──────── RECORDS TO USE ────────
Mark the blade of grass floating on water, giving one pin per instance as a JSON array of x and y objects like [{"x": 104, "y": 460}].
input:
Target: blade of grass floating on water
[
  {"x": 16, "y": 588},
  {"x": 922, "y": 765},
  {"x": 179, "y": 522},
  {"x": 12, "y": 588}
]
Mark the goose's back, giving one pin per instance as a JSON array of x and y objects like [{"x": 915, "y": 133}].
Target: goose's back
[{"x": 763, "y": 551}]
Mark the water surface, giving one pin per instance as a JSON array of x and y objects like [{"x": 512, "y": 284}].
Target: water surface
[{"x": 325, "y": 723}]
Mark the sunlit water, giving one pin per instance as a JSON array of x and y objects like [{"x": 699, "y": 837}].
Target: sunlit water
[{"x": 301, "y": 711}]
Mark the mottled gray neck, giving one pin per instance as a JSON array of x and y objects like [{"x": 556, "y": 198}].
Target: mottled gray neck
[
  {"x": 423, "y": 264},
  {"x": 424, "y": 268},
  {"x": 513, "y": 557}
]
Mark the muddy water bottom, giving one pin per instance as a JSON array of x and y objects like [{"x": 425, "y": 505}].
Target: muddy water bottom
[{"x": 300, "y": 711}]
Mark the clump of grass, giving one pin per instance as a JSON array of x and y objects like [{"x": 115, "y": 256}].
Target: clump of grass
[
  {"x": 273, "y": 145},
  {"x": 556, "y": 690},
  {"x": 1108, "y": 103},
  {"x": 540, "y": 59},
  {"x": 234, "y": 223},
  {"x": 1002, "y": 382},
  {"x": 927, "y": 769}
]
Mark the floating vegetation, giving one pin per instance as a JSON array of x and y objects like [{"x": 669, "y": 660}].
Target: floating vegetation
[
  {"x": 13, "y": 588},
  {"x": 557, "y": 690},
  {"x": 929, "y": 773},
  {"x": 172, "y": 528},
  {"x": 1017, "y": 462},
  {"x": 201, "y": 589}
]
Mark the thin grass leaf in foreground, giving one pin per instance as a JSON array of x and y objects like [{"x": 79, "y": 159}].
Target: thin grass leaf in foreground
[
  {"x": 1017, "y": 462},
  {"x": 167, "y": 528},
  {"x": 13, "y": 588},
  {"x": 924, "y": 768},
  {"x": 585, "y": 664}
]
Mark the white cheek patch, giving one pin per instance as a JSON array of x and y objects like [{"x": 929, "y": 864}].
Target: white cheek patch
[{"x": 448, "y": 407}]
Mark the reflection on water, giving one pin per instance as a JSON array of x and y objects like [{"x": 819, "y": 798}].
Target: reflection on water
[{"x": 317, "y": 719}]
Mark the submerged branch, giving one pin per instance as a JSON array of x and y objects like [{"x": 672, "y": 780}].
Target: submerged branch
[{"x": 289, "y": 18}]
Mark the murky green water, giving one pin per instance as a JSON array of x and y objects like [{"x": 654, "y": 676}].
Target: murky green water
────────
**YOUR GOAL**
Echo back all of the records above word for word, without changing anything.

**WRITTEN RESPONSE**
Mark the blade of grass floating on water, giving one pin per instance as a JSON array of x and y objects like [{"x": 104, "y": 460}].
input:
Target: blade of grass floating on water
[
  {"x": 16, "y": 588},
  {"x": 922, "y": 765},
  {"x": 179, "y": 522},
  {"x": 12, "y": 588}
]
Mark the goose's back, giving one pin per instance as a JSON array of x and y objects like [{"x": 915, "y": 133}].
Target: goose's back
[{"x": 763, "y": 551}]
Mark the water surface, giving one pin per instance as a JSON array of x and y objects like [{"x": 512, "y": 284}].
Target: water surface
[{"x": 325, "y": 723}]
Mark the sunlit water, giving one pin per instance as a JSON array of x and y objects like [{"x": 699, "y": 837}].
Target: sunlit water
[{"x": 301, "y": 711}]
Mark the mottled gray neck, giving one pin per instance as a JSON array of x and y objects like [{"x": 556, "y": 198}].
Target: mottled gray neck
[
  {"x": 423, "y": 264},
  {"x": 424, "y": 268},
  {"x": 513, "y": 557}
]
Mark the muddy water bottom, giving one pin per instance as a JSON array of x and y objects like [{"x": 425, "y": 505}].
Target: muddy water bottom
[{"x": 300, "y": 711}]
Mark the clump of grass, giving one pin per instance as a JSON array of x and y objects like [{"x": 115, "y": 256}].
Target: clump of grass
[
  {"x": 273, "y": 145},
  {"x": 556, "y": 690},
  {"x": 1108, "y": 103},
  {"x": 540, "y": 59},
  {"x": 234, "y": 223},
  {"x": 1002, "y": 382},
  {"x": 927, "y": 769}
]
Mark the floating vegetation, giving one pin per instance as a JSON array of x and y objects like [{"x": 669, "y": 660}].
Target: floating vegetation
[
  {"x": 13, "y": 588},
  {"x": 557, "y": 690},
  {"x": 929, "y": 773},
  {"x": 172, "y": 528},
  {"x": 1017, "y": 462},
  {"x": 201, "y": 589}
]
Mark the thin grass leaf in foreground, giving one pin per instance as a JSON array of x and y objects like [{"x": 79, "y": 159}].
Target: thin grass leaf in foreground
[
  {"x": 1017, "y": 462},
  {"x": 167, "y": 528},
  {"x": 13, "y": 588},
  {"x": 924, "y": 768},
  {"x": 585, "y": 664}
]
Mark the white cheek patch, giving one pin per instance as a JSON array of x and y objects like [{"x": 929, "y": 864}].
Target: white cheek patch
[{"x": 448, "y": 407}]
Mark the reflection on water, giving one pin per instance as a JSON array of x and y objects like [{"x": 819, "y": 798}].
Target: reflection on water
[{"x": 317, "y": 719}]
Mark the submerged branch, giving one pin per instance as a JSON array of x and y objects like [{"x": 672, "y": 780}].
Target: submerged branch
[{"x": 289, "y": 18}]
Mark the murky green water, giving one pin per instance as a JSON array of x and y objects like [{"x": 654, "y": 676}].
Target: murky green water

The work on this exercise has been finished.